** AIM OF THE EXERCISE **
Write out every one of the records below word for word, changing nothing.

** RECORDS PROVIDED **
..............................

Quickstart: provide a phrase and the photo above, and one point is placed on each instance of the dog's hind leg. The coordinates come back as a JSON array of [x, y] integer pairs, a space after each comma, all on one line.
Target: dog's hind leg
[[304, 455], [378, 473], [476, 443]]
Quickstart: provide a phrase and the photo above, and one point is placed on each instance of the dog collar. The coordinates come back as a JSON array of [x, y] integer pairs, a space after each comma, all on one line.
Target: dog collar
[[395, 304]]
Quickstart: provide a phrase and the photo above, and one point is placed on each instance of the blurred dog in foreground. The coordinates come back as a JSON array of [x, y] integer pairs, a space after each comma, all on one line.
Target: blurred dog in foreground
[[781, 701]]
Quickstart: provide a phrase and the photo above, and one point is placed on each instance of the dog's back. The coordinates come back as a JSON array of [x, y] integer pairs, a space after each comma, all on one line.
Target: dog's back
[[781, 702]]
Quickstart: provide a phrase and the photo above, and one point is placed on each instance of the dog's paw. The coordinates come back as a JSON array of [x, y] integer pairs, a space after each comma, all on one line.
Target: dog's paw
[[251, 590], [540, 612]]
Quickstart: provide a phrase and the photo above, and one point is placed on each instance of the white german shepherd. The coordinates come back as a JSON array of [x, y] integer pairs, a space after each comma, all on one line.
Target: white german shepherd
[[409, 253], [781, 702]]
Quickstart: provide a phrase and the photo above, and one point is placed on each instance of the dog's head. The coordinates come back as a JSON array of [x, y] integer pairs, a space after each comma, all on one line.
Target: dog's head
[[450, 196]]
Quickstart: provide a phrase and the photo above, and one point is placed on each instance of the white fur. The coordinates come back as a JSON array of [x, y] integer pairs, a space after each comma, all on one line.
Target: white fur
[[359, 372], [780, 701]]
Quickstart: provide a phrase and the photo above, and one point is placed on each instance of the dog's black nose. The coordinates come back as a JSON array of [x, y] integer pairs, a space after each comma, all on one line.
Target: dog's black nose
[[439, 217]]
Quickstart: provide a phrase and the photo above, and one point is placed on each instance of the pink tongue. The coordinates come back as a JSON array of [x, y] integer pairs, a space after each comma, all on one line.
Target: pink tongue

..............................

** ANSWER TO THE TASK **
Quickstart: provide a phrase and the photo above, and one point is placed on each instance of the dog's hind leg. The coordinates come back as a JSON array of [x, y] integer pairs, a space after each comma, all on one line.
Target: dog's hind leg
[[304, 455], [378, 473], [476, 443]]
Quickstart: provide a phrase and the photo above, and one point is placed on each instance of the dog collar. The coordinates come back as a JSON array of [x, y] integer pairs, a space after each comma, all on one line.
Target: dog collar
[[395, 304]]
Quickstart: provide a phrase and the photo above, and one point is placed on each instance of the blurred dog in foreground. The coordinates come back as a JSON array of [x, y] integer pairs, a space after each comma, all on one line.
Target: blurred dog in foreground
[[781, 701]]
Quickstart: provide a phrase and the photo above, and one point is placed on each instance of the dog's back. The coordinates come back as a JSON array of [x, y] integer pairs, a space after each comma, all on one line.
Target: dog's back
[[781, 702]]
Quickstart: provide a phrase and the photo above, and one point is placed on each instance of the dog's paw. The coordinates come back as a JSON array of [x, y] integer pairs, a space after each comma, all on one line.
Target: dog's paw
[[251, 590], [540, 612]]
Quickstart: provide a phrase and the photo above, and one point is placed on each instance of the white german shepherd. The coordinates come back as a JSON array of [x, y] integer pairs, a space after each comma, all on one line.
Target: white german shepherd
[[409, 253], [781, 702]]
Quickstart: provide a phrase and the photo above, and one point is placed on each instance of the dog's head. The coordinates come back as a JSON array of [x, y] integer pairs, a space after each comma, all on one line.
Target: dog's head
[[450, 196]]
Quickstart: provide a phrase and the photo above, and one point is placed on each instance of the white fur. The coordinates come back as a JSON array of [x, y] integer pairs, a space after each comma, all on one line.
Target: white fur
[[359, 372], [780, 701]]
Quickstart: provide a phrase and the photo above, and one point is placed on each instance of the dog's black nose. The coordinates come back as a JSON array of [x, y] integer pairs, a space after each comma, all on one line.
Target: dog's black nose
[[439, 217]]
Quickstart: provide a phrase and the photo above, and one point is placed on each instance of the pink tongue. The coordinates come back as a JSON array of [x, y] integer pairs, a space after each comma, all on one line.
Target: pink tongue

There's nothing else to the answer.